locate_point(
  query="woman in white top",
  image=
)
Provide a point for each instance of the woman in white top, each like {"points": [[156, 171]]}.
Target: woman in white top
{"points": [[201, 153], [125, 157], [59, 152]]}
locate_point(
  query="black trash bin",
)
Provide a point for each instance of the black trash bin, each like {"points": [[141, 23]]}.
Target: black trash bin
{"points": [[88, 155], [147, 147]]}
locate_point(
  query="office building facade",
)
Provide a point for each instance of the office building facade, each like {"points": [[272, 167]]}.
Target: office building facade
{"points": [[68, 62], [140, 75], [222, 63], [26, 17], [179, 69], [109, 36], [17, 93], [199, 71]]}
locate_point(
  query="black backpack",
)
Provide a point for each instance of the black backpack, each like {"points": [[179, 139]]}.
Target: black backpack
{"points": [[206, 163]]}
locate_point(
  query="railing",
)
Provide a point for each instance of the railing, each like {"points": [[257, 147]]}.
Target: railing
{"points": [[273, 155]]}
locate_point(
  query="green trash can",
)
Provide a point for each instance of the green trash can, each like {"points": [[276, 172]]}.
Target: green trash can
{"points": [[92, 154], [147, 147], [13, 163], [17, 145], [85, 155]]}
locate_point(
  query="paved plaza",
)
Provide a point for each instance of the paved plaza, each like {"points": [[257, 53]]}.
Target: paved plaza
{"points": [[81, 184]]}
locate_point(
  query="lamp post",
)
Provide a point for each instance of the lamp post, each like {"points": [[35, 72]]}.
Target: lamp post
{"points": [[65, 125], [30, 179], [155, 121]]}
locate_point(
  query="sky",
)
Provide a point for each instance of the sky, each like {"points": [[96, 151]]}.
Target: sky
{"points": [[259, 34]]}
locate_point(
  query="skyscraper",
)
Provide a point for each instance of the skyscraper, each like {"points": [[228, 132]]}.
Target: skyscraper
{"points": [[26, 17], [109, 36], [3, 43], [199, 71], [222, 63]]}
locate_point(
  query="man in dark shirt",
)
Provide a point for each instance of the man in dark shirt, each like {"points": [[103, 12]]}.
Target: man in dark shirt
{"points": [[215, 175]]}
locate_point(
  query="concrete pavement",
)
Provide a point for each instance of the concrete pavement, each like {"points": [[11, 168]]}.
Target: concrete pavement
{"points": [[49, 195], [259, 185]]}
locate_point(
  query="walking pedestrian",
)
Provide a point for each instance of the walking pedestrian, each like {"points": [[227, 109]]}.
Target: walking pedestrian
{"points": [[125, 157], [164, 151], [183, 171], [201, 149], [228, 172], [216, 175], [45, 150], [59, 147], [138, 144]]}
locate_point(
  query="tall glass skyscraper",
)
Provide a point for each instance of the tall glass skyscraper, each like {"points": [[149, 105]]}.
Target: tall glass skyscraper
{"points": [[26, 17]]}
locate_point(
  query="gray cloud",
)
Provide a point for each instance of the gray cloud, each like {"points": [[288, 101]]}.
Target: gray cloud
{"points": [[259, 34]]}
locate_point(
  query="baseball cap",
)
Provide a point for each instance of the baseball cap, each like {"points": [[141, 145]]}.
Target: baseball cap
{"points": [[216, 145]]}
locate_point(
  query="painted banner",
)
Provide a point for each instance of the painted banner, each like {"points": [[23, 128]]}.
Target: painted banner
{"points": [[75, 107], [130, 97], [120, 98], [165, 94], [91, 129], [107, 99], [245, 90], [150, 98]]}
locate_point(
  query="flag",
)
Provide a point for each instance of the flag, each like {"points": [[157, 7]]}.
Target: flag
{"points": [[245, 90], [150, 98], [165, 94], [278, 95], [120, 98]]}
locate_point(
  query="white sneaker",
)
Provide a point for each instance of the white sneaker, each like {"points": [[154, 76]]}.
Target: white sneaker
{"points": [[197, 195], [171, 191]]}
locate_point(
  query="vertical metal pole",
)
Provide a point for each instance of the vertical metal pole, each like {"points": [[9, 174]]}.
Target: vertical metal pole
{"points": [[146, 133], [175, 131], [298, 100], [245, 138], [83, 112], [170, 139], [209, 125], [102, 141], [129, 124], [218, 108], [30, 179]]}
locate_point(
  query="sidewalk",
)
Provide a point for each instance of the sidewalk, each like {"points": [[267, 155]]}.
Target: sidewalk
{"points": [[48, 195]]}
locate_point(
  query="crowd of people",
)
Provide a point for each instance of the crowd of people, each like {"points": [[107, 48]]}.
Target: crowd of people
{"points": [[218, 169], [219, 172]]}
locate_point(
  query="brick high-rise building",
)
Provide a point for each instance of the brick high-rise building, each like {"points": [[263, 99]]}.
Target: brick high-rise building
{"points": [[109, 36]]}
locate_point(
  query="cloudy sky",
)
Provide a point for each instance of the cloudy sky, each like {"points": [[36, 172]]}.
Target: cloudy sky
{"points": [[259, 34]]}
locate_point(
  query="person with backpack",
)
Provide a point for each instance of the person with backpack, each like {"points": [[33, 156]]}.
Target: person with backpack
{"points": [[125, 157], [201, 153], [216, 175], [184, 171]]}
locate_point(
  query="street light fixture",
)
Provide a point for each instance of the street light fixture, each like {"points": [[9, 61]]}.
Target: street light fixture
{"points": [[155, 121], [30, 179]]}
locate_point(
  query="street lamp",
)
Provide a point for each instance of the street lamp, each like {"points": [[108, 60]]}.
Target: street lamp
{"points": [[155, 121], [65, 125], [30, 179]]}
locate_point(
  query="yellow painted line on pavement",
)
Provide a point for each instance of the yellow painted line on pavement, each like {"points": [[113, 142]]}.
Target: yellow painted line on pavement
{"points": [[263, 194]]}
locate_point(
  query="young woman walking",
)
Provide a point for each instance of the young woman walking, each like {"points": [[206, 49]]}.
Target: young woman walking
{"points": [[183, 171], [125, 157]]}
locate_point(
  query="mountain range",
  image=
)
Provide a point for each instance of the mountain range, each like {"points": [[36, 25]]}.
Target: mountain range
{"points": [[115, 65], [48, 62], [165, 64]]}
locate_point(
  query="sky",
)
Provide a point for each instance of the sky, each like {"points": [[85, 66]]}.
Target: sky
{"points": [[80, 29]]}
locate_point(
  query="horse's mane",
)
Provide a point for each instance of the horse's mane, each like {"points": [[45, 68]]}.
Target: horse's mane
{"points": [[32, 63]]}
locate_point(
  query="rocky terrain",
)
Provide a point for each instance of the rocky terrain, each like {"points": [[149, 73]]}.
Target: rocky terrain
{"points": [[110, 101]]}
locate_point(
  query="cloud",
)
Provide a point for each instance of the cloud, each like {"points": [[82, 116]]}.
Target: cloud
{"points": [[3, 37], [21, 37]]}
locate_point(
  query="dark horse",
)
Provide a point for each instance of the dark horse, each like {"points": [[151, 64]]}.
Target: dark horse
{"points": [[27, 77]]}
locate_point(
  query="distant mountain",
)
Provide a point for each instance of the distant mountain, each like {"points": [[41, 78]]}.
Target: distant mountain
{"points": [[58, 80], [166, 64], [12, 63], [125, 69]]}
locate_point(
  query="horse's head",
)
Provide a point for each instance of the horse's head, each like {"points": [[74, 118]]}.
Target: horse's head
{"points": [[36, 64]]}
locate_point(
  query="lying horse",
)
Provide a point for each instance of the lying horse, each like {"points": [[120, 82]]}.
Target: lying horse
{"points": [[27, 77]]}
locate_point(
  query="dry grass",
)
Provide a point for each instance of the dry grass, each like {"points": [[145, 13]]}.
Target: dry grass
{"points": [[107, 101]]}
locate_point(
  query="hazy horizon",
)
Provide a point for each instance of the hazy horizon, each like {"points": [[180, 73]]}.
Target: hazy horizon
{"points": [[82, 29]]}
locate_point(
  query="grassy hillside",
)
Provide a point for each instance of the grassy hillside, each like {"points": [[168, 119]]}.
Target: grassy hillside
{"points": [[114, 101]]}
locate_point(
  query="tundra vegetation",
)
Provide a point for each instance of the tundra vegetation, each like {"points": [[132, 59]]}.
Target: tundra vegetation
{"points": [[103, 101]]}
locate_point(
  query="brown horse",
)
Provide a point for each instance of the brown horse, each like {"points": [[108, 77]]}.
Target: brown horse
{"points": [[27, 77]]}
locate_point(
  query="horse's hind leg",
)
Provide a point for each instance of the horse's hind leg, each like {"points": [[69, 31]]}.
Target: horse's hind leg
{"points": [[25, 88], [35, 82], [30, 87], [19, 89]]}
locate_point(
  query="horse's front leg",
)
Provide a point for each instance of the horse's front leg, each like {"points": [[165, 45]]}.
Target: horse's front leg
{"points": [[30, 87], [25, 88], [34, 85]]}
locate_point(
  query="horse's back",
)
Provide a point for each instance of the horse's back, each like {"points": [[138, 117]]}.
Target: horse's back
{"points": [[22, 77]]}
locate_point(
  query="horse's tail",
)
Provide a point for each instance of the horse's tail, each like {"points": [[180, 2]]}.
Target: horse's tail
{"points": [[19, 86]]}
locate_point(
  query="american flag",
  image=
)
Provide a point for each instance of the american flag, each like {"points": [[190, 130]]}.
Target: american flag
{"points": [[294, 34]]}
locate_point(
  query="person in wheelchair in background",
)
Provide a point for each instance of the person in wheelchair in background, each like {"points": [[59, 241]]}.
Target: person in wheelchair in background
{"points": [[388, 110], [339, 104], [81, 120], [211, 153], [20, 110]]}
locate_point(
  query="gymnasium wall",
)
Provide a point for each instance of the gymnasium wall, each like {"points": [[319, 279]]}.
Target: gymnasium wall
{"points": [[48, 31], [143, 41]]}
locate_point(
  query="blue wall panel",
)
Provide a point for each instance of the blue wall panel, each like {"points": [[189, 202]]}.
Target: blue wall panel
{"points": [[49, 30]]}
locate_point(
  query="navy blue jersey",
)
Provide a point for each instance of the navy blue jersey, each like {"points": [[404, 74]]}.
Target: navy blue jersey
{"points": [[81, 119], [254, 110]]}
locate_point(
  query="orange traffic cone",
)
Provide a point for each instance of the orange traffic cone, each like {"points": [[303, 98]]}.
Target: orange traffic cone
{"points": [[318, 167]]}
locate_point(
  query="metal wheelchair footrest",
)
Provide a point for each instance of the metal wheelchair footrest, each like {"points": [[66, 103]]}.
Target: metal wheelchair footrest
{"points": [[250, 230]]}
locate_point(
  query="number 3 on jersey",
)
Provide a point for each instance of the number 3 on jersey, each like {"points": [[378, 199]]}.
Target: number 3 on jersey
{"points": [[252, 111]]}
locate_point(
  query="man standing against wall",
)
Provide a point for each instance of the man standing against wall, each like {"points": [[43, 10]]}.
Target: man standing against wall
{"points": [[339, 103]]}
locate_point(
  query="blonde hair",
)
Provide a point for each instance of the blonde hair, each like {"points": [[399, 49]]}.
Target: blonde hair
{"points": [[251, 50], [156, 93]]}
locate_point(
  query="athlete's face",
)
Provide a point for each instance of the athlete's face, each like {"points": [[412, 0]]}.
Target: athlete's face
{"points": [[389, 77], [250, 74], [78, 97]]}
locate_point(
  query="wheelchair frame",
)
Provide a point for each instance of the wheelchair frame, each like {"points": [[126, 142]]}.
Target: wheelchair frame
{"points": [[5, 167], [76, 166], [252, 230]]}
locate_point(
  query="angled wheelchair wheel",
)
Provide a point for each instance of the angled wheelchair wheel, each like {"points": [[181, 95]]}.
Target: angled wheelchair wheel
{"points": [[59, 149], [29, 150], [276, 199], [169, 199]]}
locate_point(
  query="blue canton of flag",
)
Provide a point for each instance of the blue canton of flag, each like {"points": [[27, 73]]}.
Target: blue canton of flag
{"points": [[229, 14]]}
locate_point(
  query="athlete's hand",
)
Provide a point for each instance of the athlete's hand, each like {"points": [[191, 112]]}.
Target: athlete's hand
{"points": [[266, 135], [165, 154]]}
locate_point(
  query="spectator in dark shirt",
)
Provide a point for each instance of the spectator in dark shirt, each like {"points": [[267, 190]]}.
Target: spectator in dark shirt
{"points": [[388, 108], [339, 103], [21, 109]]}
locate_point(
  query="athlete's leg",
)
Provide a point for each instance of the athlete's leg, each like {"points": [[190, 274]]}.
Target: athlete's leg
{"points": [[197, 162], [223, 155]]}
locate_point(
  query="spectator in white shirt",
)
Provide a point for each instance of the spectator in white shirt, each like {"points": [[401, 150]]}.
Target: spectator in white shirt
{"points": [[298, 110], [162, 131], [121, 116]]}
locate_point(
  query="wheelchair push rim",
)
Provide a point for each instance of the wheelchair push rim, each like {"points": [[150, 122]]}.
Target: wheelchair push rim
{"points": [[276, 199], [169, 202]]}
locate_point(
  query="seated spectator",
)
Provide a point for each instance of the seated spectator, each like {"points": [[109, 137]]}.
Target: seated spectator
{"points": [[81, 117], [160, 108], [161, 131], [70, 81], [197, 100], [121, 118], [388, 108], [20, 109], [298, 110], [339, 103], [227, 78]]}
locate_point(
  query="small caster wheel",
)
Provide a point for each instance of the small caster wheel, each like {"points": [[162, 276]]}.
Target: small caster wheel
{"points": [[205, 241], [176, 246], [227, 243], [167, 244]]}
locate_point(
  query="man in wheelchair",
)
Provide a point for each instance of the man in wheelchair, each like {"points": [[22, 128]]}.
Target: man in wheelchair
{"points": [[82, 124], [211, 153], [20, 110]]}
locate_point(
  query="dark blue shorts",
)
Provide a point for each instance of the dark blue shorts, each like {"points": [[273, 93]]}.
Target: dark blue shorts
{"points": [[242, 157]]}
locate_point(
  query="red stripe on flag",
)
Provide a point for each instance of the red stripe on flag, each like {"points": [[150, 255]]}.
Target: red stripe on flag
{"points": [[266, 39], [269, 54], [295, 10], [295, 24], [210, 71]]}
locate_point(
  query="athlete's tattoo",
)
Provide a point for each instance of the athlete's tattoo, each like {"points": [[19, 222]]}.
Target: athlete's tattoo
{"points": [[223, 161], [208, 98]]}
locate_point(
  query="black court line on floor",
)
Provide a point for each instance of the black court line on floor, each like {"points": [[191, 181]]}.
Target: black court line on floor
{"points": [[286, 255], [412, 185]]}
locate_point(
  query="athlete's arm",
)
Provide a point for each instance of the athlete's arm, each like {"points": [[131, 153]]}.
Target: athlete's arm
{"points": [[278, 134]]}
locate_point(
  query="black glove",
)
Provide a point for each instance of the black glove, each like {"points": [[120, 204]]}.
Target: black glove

◇ ◇ ◇ ◇ ◇

Every line above with the word "glove" belongs in the answer, copied as written.

*RESULT*.
  query="black glove",
Provide a point for each instance of the black glove, each like {"points": [[120, 204]]}.
Target: black glove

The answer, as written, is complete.